Position annotation rows
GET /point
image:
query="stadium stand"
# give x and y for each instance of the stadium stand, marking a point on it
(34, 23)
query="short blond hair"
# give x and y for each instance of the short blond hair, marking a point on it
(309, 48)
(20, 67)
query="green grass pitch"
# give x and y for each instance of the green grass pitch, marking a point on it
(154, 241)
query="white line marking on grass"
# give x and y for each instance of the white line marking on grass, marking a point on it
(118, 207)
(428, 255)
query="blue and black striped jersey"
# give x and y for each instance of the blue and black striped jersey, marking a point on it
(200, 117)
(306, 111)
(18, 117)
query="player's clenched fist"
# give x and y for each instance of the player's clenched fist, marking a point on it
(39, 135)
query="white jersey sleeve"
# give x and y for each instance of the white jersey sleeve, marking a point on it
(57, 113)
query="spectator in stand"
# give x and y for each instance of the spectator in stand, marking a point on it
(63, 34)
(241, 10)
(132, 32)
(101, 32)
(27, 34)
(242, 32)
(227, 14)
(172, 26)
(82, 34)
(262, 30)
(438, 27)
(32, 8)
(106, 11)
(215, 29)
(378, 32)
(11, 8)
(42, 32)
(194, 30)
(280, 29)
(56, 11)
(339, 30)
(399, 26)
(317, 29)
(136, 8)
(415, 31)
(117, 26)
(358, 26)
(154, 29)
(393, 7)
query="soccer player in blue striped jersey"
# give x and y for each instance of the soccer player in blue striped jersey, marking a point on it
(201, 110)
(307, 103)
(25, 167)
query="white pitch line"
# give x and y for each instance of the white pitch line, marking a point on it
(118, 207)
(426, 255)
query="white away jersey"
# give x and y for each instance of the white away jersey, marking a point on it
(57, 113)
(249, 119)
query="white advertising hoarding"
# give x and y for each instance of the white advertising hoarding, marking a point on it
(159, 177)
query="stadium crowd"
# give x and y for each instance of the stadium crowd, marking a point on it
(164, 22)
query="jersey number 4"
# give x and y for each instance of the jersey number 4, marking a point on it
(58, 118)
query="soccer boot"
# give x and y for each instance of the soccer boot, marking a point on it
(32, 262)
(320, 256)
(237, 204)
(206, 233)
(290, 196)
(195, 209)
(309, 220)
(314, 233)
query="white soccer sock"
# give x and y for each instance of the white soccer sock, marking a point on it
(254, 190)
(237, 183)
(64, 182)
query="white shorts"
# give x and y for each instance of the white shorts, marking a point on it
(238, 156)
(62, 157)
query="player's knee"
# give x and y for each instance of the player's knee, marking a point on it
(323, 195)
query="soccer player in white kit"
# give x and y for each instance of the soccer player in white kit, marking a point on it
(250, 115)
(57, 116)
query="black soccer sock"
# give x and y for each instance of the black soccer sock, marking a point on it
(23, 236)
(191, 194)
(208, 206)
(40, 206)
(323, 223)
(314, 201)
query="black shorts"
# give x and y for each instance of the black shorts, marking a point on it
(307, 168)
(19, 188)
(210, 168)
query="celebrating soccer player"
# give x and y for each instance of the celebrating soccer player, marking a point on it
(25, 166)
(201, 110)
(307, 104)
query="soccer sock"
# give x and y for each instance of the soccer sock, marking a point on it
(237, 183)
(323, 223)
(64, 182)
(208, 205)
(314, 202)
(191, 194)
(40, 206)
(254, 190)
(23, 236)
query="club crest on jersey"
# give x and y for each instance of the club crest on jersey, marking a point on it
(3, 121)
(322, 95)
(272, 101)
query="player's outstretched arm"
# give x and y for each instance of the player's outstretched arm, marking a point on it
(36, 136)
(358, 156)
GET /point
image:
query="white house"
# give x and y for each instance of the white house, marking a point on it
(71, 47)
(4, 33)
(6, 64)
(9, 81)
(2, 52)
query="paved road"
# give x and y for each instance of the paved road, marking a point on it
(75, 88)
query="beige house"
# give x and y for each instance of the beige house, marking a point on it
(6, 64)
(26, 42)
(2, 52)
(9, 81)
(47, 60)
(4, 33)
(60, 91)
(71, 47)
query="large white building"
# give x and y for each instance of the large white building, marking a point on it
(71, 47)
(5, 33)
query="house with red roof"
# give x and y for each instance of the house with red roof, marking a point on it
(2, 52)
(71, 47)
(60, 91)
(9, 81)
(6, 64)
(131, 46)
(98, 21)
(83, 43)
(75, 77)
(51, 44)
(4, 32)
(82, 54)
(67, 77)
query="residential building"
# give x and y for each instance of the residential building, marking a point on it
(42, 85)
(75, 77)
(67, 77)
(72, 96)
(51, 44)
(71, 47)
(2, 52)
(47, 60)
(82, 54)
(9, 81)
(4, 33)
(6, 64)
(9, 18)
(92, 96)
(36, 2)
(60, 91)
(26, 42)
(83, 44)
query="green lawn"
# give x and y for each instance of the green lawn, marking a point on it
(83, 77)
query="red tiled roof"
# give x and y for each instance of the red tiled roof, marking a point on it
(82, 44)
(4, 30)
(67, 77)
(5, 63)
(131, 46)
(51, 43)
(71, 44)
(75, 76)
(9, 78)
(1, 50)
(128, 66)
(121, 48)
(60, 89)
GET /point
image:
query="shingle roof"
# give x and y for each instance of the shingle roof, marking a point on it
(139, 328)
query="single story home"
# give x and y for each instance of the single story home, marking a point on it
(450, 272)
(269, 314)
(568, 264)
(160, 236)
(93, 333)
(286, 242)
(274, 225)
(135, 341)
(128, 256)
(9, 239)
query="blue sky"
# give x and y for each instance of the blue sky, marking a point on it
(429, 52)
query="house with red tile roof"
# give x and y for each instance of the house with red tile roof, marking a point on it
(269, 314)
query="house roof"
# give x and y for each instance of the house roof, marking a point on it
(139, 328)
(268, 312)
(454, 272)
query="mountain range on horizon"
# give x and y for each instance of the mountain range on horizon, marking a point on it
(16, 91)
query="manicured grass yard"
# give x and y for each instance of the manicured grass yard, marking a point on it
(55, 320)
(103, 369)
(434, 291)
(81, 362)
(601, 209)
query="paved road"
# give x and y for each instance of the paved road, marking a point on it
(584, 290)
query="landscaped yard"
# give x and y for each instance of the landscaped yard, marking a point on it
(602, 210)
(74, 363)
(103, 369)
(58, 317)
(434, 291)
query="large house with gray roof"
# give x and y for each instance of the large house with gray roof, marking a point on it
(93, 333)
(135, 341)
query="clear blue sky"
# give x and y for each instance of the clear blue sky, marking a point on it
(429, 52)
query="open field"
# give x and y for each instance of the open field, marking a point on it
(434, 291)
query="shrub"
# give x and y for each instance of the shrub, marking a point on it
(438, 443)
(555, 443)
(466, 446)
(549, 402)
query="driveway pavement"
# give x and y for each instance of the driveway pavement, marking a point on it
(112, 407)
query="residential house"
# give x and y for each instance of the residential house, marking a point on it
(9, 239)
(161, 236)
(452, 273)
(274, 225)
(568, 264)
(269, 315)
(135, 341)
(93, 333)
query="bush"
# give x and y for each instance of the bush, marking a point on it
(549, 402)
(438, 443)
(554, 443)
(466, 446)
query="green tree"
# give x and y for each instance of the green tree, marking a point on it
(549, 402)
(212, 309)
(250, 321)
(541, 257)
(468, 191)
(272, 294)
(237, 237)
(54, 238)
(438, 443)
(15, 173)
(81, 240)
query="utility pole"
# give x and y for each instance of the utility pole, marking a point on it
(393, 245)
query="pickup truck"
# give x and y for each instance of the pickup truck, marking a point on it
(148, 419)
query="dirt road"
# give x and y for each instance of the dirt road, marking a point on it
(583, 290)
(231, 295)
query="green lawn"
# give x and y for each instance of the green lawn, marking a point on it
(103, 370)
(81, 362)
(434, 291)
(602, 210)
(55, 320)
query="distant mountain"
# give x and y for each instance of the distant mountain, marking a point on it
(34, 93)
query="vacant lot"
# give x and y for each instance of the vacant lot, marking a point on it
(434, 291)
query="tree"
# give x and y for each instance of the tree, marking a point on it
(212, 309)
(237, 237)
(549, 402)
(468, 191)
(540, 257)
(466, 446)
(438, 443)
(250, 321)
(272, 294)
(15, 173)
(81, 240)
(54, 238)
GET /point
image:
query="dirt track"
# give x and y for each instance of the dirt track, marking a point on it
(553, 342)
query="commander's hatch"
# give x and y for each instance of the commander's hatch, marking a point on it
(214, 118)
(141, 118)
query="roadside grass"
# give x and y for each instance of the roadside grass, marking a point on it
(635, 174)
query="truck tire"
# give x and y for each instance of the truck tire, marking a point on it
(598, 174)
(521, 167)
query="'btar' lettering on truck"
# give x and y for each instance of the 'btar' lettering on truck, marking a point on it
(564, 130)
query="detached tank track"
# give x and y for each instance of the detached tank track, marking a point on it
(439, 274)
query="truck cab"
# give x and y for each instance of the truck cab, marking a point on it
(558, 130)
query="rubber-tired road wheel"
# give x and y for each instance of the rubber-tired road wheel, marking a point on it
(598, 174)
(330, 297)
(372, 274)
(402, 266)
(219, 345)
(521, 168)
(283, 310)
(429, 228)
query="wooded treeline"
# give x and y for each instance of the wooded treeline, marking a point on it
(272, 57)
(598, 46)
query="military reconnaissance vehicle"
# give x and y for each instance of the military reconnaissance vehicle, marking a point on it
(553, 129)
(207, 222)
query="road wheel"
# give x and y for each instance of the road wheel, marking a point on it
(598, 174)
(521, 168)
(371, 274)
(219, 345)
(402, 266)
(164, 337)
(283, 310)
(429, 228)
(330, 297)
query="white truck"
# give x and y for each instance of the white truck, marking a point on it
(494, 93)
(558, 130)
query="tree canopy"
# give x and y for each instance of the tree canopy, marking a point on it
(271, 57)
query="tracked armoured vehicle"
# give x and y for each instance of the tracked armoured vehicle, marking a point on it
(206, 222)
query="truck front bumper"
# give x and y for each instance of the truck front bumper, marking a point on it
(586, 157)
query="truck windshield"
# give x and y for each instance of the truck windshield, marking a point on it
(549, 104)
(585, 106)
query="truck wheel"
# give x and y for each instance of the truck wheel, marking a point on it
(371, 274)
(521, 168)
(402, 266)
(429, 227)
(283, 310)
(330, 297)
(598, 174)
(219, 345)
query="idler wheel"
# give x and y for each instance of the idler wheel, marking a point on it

# Objective
Please report how many lines in the rows above contain the word "hair". Give only the number.

# Solution to this problem
2